- [Requirement]: Report every line in the records below that contains the word "following", reproducing each such line in full.

☆ ☆ ☆ ☆ ☆ ☆ ☆

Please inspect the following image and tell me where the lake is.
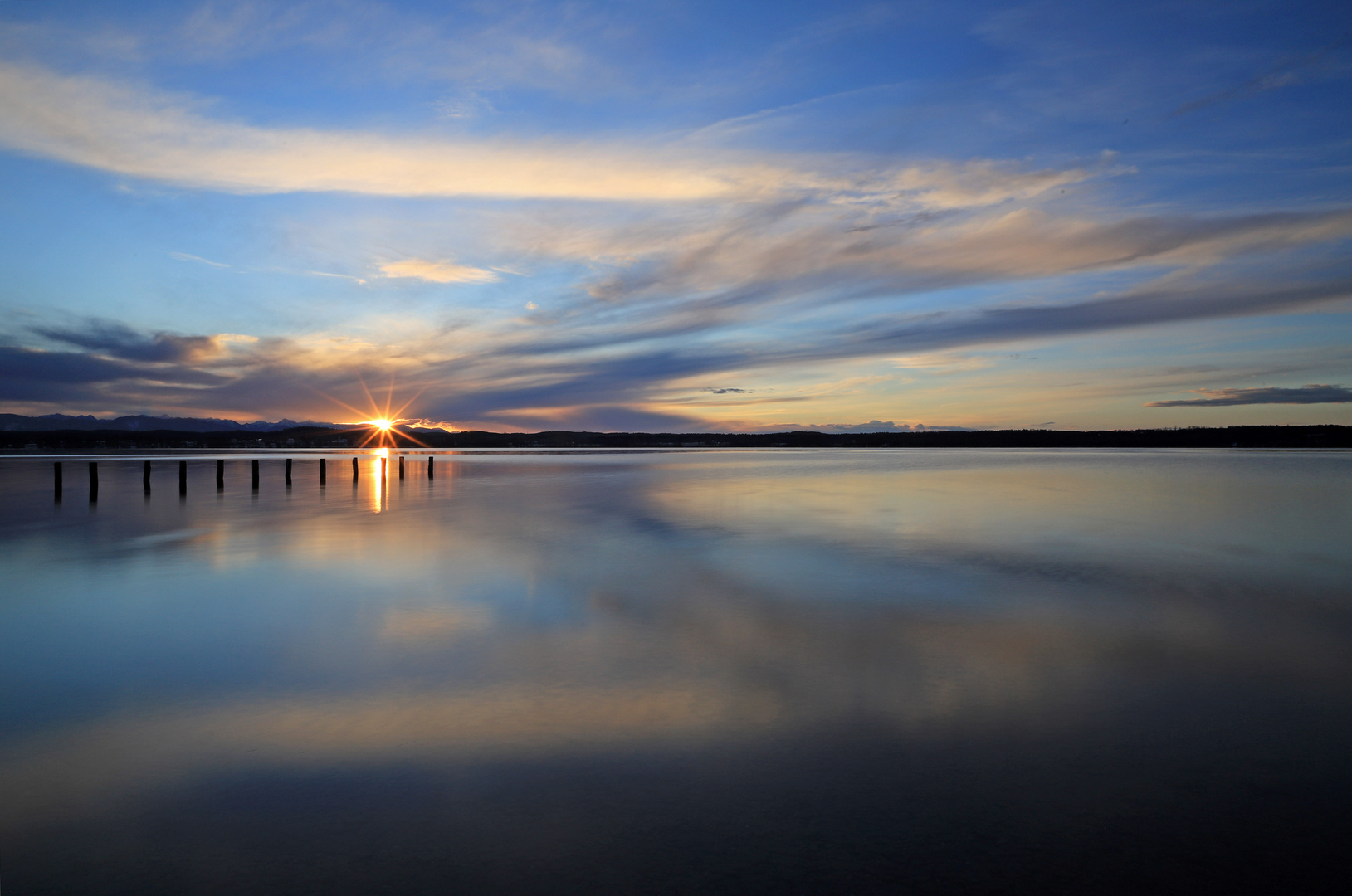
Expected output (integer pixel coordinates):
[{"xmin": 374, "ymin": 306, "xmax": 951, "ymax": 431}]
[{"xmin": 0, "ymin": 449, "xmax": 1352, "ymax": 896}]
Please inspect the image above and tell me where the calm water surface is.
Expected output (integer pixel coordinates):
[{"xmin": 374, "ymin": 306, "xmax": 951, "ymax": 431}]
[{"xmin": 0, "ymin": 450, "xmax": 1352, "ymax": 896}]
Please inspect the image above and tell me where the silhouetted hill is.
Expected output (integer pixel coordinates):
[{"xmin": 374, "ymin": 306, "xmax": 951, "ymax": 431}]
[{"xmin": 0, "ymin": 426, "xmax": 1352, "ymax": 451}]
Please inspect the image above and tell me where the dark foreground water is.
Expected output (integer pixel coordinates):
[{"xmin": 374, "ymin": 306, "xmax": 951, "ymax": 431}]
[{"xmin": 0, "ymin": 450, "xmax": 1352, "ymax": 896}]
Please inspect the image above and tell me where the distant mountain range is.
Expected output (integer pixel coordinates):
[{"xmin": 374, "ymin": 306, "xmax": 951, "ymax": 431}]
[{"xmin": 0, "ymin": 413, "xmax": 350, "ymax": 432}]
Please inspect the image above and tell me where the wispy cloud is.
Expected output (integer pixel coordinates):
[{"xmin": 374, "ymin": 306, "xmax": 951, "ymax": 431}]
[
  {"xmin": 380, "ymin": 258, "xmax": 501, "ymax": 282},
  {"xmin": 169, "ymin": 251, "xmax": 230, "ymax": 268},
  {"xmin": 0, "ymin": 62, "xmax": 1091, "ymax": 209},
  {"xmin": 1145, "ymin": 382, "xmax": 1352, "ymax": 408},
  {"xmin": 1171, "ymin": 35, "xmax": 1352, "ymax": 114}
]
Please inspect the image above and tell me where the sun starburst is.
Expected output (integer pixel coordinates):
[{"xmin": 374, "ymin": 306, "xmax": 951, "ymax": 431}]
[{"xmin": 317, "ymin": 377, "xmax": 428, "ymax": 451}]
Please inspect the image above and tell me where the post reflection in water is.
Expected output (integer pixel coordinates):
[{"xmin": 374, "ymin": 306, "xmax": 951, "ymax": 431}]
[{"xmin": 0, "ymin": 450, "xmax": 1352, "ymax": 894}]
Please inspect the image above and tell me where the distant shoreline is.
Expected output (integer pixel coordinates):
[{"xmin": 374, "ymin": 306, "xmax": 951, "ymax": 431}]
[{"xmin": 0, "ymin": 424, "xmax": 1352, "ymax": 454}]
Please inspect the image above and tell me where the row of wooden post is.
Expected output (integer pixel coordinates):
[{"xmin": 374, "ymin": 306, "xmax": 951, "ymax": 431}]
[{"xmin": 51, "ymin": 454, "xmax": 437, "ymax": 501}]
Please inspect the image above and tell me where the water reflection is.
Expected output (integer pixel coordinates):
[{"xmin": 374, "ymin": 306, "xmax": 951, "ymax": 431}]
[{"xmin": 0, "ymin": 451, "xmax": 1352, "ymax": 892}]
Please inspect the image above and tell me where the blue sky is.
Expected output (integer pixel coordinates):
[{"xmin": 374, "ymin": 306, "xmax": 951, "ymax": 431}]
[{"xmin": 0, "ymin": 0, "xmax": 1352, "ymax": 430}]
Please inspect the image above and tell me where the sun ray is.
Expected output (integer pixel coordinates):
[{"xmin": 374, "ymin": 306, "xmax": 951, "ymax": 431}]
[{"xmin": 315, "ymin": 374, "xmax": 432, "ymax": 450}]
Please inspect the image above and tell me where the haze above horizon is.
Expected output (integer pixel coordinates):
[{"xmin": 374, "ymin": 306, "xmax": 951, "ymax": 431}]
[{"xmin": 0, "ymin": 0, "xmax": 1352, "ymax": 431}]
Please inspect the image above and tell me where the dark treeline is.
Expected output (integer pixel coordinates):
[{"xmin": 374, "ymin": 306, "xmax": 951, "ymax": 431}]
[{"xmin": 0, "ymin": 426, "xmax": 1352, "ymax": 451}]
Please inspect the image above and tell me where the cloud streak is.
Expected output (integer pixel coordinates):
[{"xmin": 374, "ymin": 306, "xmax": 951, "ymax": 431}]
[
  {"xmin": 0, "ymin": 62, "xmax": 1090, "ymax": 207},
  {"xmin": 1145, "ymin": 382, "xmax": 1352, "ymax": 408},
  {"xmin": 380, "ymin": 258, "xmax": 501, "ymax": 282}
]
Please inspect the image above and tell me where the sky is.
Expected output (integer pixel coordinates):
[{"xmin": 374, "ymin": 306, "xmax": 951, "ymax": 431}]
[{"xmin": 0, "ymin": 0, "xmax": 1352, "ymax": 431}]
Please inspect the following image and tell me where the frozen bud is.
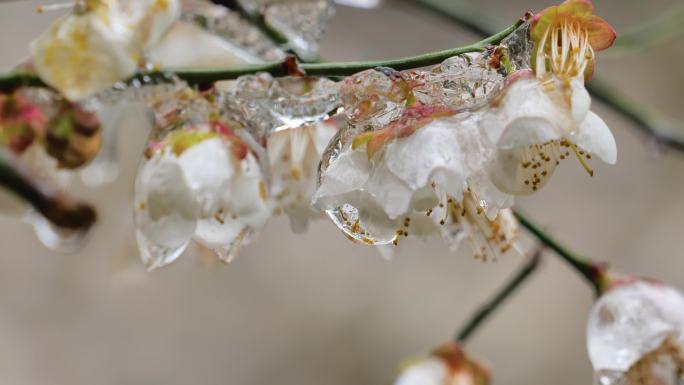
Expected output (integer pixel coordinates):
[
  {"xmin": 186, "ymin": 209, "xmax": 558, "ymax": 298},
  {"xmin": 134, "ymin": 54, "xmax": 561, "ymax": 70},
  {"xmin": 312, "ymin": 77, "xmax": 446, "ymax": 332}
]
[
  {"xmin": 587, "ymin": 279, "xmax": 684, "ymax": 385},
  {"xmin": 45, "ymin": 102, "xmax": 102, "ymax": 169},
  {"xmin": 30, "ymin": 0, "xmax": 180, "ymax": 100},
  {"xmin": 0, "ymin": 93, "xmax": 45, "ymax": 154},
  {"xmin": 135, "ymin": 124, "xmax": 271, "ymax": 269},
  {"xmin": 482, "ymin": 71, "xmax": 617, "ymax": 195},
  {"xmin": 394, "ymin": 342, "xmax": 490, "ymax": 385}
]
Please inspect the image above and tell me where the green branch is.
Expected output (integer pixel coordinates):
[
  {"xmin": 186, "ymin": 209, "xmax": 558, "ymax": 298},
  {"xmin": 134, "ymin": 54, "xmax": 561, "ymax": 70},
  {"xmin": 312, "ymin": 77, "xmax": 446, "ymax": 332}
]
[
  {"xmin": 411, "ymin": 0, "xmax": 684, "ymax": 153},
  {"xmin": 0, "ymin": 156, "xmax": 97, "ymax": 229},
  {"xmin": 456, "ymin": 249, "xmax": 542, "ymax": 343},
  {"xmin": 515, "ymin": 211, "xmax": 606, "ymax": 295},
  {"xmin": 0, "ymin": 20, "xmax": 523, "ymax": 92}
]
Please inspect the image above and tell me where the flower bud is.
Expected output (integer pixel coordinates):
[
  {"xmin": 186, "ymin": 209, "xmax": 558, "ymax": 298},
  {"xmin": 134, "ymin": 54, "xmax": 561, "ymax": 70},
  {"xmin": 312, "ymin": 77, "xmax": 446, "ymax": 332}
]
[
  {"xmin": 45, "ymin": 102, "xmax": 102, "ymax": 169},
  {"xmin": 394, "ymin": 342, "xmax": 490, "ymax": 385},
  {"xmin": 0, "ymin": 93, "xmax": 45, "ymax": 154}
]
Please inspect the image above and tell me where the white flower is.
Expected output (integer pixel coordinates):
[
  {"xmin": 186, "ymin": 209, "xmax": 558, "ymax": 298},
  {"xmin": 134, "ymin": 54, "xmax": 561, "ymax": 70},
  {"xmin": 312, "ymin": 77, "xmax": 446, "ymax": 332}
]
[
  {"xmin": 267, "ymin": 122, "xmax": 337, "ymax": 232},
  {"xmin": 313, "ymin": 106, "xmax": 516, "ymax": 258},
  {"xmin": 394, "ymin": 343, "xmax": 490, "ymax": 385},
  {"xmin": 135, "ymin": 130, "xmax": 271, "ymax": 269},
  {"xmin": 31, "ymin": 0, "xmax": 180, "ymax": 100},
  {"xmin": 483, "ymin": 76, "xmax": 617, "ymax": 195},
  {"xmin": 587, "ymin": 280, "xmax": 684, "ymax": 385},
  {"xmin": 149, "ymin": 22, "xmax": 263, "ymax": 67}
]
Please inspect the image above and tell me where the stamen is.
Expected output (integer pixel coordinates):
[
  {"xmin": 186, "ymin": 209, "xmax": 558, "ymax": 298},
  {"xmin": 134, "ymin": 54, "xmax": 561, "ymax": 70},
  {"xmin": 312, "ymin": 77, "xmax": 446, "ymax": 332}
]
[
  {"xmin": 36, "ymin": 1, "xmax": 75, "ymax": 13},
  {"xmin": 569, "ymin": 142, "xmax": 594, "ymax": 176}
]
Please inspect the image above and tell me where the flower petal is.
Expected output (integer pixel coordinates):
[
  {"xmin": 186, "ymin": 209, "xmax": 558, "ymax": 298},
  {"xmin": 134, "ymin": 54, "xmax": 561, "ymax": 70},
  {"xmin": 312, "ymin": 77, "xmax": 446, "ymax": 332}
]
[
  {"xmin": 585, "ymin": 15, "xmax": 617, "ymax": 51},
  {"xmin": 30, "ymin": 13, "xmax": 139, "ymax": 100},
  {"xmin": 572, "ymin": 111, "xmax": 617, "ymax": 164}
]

☆ ☆ ☆ ☆ ☆ ☆ ☆

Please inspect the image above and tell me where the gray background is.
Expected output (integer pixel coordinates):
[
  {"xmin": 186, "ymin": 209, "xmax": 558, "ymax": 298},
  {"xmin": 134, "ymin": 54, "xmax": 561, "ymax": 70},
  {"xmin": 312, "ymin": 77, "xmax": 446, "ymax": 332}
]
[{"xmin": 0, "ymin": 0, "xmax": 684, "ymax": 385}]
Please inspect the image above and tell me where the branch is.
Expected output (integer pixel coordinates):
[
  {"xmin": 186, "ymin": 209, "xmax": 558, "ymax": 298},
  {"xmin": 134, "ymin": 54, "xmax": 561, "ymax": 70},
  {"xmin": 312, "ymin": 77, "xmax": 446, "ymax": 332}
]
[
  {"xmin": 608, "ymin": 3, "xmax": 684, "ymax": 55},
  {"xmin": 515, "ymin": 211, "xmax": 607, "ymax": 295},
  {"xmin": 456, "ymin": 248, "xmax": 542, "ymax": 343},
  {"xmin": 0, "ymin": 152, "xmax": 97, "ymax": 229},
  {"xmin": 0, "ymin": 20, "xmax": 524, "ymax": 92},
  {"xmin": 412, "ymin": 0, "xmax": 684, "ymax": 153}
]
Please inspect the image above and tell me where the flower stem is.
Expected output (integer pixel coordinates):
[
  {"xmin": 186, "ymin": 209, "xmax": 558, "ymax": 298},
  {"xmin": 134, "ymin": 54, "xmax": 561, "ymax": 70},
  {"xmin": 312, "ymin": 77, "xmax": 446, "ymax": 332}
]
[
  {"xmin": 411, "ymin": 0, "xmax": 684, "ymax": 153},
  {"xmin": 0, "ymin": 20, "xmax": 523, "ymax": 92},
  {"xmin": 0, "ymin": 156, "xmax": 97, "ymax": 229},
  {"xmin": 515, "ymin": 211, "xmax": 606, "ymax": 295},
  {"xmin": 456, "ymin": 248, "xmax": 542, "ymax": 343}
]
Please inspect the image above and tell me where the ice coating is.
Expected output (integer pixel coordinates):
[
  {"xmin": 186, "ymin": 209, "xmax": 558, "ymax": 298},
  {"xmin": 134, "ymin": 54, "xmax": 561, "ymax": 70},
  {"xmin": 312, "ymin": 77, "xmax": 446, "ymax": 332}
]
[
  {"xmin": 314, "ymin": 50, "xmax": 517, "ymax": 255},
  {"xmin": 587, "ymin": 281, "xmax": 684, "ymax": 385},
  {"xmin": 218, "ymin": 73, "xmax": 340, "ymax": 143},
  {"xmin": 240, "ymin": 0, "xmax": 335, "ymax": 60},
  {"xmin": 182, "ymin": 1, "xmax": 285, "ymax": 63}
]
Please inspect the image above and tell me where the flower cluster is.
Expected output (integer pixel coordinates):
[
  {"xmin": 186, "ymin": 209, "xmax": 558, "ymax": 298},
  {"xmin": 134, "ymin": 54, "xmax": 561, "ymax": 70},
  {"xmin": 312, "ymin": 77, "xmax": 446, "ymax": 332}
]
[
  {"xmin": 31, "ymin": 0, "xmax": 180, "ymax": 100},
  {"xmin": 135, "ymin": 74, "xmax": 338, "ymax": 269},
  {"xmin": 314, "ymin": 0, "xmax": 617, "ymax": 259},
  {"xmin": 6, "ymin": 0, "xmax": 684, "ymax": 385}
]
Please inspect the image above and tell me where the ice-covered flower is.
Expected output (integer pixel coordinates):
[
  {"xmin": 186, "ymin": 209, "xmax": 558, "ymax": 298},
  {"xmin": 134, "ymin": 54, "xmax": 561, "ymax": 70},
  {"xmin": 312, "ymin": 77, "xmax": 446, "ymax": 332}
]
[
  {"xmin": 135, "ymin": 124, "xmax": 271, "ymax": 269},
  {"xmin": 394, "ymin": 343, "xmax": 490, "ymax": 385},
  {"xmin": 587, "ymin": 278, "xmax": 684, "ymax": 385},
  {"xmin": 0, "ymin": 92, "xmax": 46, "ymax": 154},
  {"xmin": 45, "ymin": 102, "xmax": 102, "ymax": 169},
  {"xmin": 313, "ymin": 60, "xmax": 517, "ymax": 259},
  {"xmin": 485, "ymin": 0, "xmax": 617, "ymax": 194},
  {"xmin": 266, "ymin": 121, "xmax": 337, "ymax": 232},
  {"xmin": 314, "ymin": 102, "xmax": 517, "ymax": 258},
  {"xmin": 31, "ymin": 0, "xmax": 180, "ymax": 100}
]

☆ ☆ ☆ ☆ ☆ ☆ ☆

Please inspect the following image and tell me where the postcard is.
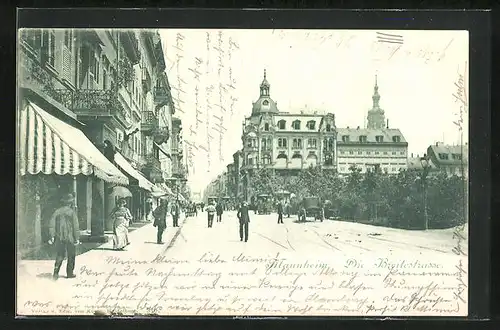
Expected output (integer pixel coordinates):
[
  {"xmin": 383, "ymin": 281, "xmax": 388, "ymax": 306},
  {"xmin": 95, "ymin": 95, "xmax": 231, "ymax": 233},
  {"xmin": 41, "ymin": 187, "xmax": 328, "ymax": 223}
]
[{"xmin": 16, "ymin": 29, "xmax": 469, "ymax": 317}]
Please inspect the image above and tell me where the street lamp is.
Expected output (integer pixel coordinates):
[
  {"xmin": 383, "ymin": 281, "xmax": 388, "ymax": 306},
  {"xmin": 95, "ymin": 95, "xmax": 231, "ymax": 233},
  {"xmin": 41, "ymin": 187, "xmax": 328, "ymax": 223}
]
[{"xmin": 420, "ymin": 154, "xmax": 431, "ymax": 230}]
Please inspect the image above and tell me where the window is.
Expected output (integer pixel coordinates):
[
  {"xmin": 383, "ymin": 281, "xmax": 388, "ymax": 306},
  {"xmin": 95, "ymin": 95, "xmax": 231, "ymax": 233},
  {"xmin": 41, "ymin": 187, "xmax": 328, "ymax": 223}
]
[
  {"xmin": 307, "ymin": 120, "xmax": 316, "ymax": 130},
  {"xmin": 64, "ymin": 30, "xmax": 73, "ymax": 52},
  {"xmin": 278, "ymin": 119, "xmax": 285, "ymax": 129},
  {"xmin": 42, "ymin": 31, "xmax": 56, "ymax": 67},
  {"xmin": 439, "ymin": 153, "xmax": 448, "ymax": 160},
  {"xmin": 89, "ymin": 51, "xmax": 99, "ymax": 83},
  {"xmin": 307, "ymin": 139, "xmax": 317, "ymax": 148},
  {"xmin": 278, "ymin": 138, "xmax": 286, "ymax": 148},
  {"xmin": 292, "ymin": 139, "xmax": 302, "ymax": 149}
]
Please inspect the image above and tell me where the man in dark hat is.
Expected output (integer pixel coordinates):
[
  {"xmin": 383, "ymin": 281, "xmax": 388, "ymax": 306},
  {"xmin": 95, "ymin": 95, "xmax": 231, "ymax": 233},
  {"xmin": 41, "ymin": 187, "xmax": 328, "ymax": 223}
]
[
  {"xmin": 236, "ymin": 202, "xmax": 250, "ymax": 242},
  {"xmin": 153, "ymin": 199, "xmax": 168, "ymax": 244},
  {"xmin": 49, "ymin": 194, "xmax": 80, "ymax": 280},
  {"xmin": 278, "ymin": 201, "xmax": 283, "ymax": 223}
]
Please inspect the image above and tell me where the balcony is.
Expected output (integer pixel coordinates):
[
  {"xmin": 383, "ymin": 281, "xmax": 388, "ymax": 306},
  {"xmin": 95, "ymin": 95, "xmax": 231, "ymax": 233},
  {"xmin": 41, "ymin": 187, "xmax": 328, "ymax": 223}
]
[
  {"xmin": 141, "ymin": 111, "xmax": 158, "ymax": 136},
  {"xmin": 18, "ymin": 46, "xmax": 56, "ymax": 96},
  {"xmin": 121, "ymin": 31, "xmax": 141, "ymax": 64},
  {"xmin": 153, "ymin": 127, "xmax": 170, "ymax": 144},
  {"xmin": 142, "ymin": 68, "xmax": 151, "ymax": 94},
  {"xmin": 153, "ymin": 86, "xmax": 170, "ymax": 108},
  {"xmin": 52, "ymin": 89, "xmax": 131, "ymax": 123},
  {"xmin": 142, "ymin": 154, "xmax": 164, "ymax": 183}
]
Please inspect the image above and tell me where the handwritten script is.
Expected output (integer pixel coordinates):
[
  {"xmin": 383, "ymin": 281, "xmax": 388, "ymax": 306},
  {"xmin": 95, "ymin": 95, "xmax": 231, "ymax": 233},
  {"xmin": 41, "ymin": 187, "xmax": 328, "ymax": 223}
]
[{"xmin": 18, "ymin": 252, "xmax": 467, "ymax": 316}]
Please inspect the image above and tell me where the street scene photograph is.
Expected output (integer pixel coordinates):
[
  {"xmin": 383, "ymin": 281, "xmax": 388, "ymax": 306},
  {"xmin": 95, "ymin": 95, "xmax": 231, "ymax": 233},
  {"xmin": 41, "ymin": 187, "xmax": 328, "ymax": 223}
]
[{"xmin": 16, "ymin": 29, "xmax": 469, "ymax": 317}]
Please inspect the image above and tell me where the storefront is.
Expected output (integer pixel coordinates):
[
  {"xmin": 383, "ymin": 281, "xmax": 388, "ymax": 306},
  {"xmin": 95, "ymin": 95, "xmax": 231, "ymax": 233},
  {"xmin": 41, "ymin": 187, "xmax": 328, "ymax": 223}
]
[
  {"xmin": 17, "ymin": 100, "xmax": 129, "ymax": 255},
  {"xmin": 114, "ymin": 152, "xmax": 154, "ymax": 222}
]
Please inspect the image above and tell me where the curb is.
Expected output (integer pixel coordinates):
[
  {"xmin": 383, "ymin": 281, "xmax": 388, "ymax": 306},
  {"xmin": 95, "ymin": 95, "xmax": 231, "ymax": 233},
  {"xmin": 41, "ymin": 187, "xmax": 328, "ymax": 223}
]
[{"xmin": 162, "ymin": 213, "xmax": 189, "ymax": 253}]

☆ ☆ ☆ ☆ ☆ ☆ ☆

- [Solution to this exercise]:
Please inspect the following image and tell me where the lake is.
Please inspect the following image and tell me where the frozen bud is.
Please inspect the following image and tell me where the postcard is.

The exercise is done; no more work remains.